- Exercise set:
1) In the interpreter excerpt, who suggested the term "denotational interpreter"?
2) Pull out every line of the records that contains the string "green". Case counts.

— Begin Source excerpt —

I call interp a denotational interpreter, as suggested by Matthew Might. The single most characteristic feature distinguishing it from a big-step style definitional interpreter is the lambda case. Note that the denotational interpreter recurses into the lambda body, sticking a function of type D -> D into the semantic Fun constructor, whereas a big-step style interpreter would simply return the syntax Lam x e.

Surprisingly, the above translation of \mathcal{I}\llbracket\cdot\rrbracket is almost correct! It is correct whenever the object program terminates and provides the same result as the denotational semantics for all three examples above.

However, when the object program does not terminate, the denotational interpreter above does neither. One example of such a program is \Omega := (λx.x~x)~(λx.x~x). Running interp on the parse of this program simply loops forever, whereas the denotational semantics \mathcal{I}\llbracket\cdot\rrbracket assigns the meaning \bot to \Omega, as common wisdom would have it. Thus, when viewed as a mathematical function, interp above is only partially-defined, or just partial. This is in contrast to \mathcal{I}\llbracket\cdot\rrbracket, which is a total mathematical function, defined on every input.

— End Source excerpt —
— Begin Material provided —

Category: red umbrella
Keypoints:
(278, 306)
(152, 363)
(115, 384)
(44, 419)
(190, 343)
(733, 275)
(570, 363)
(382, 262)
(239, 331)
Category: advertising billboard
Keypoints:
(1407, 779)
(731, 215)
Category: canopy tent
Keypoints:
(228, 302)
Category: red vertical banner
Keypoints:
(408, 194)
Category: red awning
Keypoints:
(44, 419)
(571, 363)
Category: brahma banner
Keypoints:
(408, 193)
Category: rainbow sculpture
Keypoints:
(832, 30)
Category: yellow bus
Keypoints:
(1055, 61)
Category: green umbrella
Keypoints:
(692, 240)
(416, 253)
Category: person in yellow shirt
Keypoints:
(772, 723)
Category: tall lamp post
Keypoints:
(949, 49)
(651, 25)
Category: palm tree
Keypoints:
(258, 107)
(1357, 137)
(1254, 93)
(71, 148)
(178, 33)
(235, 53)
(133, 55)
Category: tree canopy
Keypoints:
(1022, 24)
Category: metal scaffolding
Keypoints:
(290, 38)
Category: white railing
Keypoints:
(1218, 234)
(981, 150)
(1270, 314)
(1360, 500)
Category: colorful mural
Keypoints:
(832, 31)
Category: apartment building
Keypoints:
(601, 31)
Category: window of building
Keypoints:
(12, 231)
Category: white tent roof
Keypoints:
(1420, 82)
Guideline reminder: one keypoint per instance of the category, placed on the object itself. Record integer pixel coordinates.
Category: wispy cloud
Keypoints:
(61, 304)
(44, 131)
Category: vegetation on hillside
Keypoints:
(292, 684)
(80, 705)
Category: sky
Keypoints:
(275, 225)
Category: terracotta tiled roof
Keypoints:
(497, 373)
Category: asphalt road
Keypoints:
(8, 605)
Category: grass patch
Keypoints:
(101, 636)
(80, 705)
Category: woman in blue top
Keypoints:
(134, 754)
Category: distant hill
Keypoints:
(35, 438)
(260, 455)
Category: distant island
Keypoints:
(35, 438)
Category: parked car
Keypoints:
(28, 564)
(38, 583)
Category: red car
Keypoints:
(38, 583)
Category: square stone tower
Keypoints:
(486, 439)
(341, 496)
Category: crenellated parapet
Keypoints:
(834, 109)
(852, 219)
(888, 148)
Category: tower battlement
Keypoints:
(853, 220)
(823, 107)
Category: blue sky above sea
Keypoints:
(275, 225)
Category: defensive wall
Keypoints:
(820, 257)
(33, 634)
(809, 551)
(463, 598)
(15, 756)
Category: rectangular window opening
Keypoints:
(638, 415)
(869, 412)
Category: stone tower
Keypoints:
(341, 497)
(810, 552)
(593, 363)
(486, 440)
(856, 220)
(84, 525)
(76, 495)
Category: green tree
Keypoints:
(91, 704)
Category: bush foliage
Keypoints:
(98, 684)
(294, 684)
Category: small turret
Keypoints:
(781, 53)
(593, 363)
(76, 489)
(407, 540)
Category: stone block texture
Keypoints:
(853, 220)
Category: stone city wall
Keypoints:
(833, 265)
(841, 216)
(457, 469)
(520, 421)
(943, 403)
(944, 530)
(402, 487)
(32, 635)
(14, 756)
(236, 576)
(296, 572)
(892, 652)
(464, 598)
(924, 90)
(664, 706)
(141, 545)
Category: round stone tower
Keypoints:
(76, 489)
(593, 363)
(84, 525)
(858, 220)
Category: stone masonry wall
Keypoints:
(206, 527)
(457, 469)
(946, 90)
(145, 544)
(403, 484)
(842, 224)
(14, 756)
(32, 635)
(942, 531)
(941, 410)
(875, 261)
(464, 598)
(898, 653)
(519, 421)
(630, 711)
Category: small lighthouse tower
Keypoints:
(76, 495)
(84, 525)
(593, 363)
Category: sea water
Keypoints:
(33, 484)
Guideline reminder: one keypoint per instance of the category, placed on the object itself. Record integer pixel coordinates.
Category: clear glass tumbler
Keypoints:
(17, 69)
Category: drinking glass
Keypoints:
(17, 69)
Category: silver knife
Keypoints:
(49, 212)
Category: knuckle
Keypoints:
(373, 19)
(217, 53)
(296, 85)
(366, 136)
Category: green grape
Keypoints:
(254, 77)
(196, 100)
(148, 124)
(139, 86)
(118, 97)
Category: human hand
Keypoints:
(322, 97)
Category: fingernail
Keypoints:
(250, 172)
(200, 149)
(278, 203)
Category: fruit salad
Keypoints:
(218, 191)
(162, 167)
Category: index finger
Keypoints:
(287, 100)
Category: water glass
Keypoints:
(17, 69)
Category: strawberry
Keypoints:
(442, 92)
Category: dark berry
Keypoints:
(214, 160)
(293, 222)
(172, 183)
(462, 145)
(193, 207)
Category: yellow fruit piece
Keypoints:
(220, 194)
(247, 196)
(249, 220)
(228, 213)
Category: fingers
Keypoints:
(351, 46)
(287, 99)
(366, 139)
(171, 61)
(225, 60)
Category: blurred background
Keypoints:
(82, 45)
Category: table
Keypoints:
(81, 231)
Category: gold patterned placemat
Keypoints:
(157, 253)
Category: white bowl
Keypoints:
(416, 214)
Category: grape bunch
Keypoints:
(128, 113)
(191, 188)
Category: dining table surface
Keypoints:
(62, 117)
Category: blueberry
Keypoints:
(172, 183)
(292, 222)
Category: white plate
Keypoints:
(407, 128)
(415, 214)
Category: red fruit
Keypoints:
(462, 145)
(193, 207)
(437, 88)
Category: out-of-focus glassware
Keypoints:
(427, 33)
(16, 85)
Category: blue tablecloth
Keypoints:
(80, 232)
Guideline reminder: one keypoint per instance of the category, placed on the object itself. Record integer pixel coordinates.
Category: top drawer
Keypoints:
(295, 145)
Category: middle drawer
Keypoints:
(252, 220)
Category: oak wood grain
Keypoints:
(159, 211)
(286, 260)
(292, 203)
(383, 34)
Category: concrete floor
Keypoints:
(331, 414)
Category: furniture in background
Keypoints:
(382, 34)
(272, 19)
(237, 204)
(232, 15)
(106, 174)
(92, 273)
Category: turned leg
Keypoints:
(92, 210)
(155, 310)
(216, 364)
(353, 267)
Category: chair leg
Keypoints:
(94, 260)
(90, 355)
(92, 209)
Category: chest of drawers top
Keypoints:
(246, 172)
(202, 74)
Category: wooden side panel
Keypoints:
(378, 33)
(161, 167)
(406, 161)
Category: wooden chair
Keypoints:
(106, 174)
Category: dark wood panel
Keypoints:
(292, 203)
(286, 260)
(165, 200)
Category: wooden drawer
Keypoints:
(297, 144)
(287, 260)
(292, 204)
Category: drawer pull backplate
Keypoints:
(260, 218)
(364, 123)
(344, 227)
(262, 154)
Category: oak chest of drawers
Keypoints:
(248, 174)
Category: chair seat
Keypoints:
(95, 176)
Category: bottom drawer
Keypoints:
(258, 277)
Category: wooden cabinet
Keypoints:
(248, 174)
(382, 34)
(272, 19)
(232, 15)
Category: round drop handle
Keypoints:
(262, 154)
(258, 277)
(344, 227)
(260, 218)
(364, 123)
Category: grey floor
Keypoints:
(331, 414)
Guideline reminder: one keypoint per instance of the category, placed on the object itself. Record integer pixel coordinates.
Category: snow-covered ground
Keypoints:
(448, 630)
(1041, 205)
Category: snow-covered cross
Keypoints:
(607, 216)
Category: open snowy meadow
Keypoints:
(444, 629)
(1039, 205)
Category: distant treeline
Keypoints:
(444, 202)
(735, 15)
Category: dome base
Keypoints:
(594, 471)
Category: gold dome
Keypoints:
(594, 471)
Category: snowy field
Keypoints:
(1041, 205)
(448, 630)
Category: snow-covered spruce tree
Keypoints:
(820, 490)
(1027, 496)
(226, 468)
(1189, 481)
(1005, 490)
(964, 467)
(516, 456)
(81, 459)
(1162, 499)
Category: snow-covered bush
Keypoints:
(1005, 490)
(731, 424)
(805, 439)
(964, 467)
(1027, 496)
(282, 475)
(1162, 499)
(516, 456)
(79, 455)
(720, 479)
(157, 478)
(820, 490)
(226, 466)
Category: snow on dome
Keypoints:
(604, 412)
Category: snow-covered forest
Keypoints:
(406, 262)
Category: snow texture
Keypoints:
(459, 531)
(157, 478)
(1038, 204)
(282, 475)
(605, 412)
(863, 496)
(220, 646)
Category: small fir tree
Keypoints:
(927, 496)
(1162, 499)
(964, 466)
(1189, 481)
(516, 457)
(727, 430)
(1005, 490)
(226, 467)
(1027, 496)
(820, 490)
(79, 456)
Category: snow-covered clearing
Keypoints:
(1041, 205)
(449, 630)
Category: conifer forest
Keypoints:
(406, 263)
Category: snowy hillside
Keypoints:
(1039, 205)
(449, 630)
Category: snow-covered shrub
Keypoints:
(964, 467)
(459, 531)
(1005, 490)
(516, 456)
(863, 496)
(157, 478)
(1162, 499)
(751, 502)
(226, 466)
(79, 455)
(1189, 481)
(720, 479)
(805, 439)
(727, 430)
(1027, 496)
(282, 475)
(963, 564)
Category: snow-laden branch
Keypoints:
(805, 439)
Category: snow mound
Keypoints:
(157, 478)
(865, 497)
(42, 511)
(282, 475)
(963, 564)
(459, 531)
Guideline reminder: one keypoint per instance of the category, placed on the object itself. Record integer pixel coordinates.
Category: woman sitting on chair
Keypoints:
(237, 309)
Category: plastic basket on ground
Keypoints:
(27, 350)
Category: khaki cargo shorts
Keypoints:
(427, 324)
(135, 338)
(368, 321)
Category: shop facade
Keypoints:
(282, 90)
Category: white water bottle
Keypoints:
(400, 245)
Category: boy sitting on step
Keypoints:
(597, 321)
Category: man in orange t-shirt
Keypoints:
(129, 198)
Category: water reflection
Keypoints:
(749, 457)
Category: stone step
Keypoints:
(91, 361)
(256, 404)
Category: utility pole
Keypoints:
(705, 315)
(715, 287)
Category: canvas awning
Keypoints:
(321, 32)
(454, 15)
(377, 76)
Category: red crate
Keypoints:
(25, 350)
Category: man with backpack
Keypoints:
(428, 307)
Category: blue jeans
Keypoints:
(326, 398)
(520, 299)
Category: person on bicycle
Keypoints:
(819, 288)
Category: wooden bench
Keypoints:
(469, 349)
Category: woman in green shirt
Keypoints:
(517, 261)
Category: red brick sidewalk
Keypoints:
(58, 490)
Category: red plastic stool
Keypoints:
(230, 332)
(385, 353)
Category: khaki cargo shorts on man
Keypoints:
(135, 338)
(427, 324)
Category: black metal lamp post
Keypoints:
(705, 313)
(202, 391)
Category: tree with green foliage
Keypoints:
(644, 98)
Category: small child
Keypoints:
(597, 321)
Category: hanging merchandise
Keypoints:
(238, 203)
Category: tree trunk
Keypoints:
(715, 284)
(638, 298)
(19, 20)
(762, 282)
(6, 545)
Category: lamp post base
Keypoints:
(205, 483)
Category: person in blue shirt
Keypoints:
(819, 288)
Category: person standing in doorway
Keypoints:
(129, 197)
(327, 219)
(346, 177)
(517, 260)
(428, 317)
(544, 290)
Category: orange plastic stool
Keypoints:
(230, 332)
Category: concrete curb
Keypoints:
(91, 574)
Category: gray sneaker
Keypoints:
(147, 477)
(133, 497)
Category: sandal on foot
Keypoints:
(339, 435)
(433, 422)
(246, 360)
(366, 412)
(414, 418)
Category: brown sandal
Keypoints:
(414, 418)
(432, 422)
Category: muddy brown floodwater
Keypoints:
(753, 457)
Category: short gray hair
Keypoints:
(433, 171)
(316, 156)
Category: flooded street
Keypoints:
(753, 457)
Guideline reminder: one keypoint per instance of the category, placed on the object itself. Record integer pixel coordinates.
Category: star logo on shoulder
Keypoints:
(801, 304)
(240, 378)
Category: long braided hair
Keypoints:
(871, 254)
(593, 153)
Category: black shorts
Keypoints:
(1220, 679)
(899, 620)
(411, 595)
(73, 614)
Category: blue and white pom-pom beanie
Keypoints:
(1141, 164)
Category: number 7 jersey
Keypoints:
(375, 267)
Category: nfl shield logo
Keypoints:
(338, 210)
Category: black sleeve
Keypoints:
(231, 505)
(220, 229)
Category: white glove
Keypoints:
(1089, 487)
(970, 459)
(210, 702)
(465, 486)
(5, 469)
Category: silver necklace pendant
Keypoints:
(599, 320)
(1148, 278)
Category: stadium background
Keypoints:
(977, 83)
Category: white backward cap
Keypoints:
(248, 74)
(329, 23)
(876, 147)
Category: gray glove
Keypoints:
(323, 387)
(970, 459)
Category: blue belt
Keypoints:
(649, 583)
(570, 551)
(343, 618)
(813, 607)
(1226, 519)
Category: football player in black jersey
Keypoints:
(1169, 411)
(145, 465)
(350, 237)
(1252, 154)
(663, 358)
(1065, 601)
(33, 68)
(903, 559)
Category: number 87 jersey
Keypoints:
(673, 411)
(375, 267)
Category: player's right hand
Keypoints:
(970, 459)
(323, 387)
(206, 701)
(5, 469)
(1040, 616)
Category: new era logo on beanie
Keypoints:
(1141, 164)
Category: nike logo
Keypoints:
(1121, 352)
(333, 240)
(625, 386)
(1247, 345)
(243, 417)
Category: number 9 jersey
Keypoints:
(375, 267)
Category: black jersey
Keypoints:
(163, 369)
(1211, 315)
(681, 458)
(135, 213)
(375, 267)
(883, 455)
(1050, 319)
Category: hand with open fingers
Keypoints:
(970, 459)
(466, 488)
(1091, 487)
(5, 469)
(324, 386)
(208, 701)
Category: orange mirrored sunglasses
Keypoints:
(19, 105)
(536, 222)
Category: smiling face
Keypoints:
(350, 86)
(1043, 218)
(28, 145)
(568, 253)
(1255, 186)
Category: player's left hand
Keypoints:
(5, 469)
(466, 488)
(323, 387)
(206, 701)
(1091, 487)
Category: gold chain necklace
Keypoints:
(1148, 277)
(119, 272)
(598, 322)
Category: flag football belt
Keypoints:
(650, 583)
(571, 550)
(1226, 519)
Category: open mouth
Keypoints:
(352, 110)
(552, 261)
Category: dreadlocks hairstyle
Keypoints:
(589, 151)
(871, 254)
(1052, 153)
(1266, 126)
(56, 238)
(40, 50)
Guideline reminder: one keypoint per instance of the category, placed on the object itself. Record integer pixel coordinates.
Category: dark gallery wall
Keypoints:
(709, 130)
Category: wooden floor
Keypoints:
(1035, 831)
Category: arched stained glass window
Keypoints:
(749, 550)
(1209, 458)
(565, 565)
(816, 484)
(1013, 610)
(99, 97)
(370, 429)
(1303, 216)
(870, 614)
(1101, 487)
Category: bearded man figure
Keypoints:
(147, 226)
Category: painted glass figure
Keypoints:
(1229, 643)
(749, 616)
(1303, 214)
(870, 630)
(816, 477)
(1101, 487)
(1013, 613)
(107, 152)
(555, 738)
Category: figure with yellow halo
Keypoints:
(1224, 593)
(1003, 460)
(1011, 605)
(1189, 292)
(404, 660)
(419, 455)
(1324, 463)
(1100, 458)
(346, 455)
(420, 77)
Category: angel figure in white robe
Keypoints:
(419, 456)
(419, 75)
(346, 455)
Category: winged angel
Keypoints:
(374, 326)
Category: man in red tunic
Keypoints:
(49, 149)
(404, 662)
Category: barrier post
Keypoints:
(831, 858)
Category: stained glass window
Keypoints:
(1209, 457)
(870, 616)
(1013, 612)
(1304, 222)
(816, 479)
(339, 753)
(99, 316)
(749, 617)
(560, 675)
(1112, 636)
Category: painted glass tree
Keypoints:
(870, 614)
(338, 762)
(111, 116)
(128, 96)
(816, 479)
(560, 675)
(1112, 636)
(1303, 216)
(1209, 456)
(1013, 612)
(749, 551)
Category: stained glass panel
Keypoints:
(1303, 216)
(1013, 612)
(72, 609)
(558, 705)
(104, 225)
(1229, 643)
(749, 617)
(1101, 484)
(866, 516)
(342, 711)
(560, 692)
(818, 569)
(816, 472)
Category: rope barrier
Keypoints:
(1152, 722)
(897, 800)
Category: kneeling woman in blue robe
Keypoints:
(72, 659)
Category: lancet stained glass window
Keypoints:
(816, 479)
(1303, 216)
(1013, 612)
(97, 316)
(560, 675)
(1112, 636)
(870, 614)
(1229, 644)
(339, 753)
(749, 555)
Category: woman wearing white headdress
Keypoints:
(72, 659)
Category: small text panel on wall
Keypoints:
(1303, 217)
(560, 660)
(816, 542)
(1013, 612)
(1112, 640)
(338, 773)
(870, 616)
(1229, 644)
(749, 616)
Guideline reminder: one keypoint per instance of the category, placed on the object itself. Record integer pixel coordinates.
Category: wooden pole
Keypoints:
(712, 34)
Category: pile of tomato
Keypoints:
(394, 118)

— End Material provided —

- Solutions per task:
1) Matthew Might

2)
Category: green umbrella
Category: green tree
Category: green grape
Category: woman in green shirt
Category: tree with green foliage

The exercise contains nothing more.